::: Source material :::

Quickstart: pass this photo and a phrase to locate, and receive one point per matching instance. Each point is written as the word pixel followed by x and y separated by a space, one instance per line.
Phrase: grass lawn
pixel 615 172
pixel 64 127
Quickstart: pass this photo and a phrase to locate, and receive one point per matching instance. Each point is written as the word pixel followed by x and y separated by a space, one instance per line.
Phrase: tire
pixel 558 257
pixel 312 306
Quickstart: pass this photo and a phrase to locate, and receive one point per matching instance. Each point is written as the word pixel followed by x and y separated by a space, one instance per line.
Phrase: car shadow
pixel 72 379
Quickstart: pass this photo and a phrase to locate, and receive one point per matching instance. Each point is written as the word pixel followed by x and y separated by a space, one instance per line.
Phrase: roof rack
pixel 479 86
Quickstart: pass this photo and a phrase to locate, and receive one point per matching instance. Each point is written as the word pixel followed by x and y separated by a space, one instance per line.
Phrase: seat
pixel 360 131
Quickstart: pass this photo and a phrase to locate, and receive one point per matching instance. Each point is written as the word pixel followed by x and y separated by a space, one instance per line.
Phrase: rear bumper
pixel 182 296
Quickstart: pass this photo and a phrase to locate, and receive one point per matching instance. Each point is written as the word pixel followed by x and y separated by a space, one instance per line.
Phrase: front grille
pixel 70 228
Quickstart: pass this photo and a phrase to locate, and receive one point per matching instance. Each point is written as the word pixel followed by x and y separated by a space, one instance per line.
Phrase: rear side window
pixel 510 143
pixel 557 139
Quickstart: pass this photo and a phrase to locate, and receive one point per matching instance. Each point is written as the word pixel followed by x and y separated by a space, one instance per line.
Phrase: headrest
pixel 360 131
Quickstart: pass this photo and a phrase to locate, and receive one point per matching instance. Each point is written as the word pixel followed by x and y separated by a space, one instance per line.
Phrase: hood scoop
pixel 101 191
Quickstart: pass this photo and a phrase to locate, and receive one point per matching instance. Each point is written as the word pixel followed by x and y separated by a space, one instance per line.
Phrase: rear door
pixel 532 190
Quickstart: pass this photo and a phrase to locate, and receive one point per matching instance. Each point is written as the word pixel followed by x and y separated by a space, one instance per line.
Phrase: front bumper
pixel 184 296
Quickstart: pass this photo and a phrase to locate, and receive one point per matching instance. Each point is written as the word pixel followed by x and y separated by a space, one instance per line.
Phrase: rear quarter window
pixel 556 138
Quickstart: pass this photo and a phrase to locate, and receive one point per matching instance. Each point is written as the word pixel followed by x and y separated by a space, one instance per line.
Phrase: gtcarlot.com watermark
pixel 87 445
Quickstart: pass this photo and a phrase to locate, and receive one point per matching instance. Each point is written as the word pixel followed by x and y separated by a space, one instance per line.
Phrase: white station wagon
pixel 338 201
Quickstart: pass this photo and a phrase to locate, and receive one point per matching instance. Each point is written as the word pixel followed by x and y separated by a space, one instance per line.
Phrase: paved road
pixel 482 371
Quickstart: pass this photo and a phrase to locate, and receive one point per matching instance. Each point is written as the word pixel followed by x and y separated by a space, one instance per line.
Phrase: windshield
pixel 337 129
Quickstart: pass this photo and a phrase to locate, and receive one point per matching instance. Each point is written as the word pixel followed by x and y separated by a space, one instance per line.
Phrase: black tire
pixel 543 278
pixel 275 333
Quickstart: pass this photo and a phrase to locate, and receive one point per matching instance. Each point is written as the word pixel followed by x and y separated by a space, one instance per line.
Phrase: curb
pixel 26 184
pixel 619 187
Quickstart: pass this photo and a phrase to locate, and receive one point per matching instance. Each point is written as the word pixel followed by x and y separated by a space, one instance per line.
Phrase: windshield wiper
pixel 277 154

:::

Description of the task.
Could you please reproduce each record exactly, leaving nothing out?

Task solution.
Quickstart: pass this photo and a phrase to locate, and receive one point per matching instance. Each point is written as the word pixel followed by x and y separated by a space, one instance per line.
Phrase: grass lawn
pixel 615 172
pixel 64 127
Quickstart: pass this photo and a phrase to locate, and receive one point per matching instance. Each point is written as the word pixel followed by x and y separated by a space, one instance per line.
Phrase: tire
pixel 558 257
pixel 312 306
Quickstart: pass this photo and a phrase to locate, and receive one point per matching instance. Each point is written as the word pixel followed by x and y separated by a space, one instance per line.
Phrase: car shadow
pixel 72 379
Quickstart: pass this photo and a phrase to locate, and receive one point per matching instance. Each point is written as the word pixel followed by x and y separated by a space, one instance per line.
Phrase: roof rack
pixel 479 86
Quickstart: pass this photo and a phrase to locate, and receive one point per matching instance. Each point is written as the word pixel followed by x and y separated by a space, one instance per line.
Phrase: seat
pixel 360 131
Quickstart: pass this photo and a phrase to locate, and receive one point per matching instance. Each point is written as the word pixel followed by x and y separated by a space, one instance per line.
Phrase: rear bumper
pixel 182 296
Quickstart: pass this photo and a phrase to locate, and receive one point per matching instance. Each point is written as the word pixel followed by x and y separated by a space, one instance per line.
Phrase: front grille
pixel 70 228
Quickstart: pass this photo and a phrase to locate, and receive one point per matching instance. Each point is written as the word pixel followed by x and y separated by a space, one instance per line.
Phrase: rear side window
pixel 510 143
pixel 557 139
Quickstart: pass this photo and a phrase to locate, and receive one point per matching instance. Each point is written as the word pixel followed by x and y separated by a space, one instance per line.
Phrase: headrest
pixel 360 131
Quickstart: pass this photo and a phrase to locate, and receive one point per matching instance. Each point is written as the word pixel followed by x and y separated by a space, one instance per line.
Phrase: hood scoop
pixel 101 191
Quickstart: pass this photo and a phrase to locate, and receive one point per matching instance. Each point is written as the word pixel followed by x and y separated by a space, one instance per line.
Phrase: rear door
pixel 532 190
Quickstart: pass this photo and a phrase to locate, and receive one point per matching instance. Each point is written as the word pixel followed by x and y separated by a space, one instance per line.
Phrase: front bumper
pixel 184 296
Quickstart: pass this photo and a phrase to locate, and receive one point per matching instance. Each point is written as the word pixel followed by x and y separated by a space, one instance per line.
Phrase: rear quarter window
pixel 556 138
Quickstart: pass this photo and a phrase to locate, and receive one point per matching instance. Each point is written as the word pixel followed by x and y separated by a space, one instance per line.
Phrase: gtcarlot.com watermark
pixel 87 445
Quickstart: pass this photo and a phrase to locate, and receive one point per matching instance. Each point is written as the word pixel followed by x and y separated by a space, one instance per line.
Phrase: white station wagon
pixel 338 201
Quickstart: pass this photo and a phrase to locate, and receive one point per matching instance. Each point is written as the word pixel followed by x and y separated by a space, one instance per line.
Phrase: paved road
pixel 482 371
Quickstart: pass this photo and a phrase to locate, and receive one point per matching instance. Each point is written as the word pixel followed by x and y separated by a space, one instance per line.
Phrase: windshield
pixel 337 129
Quickstart: pass this photo and a phrase to locate, and receive one point per matching instance. Each point is written as the word pixel followed by x and y separated by a space, one instance per line.
Phrase: black tire
pixel 543 278
pixel 275 333
Quickstart: pass this photo and a phrase to locate, and receive one point per matching instance. Each point is written as the word pixel followed by x and y separated by a space, one instance per line.
Phrase: curb
pixel 26 184
pixel 619 187
Quickstart: pass this photo and a phrase to locate, and receive one point per matching instance. Each point is written as the word pixel followed by x and y separated by a space, one instance per line.
Phrase: windshield wiper
pixel 277 154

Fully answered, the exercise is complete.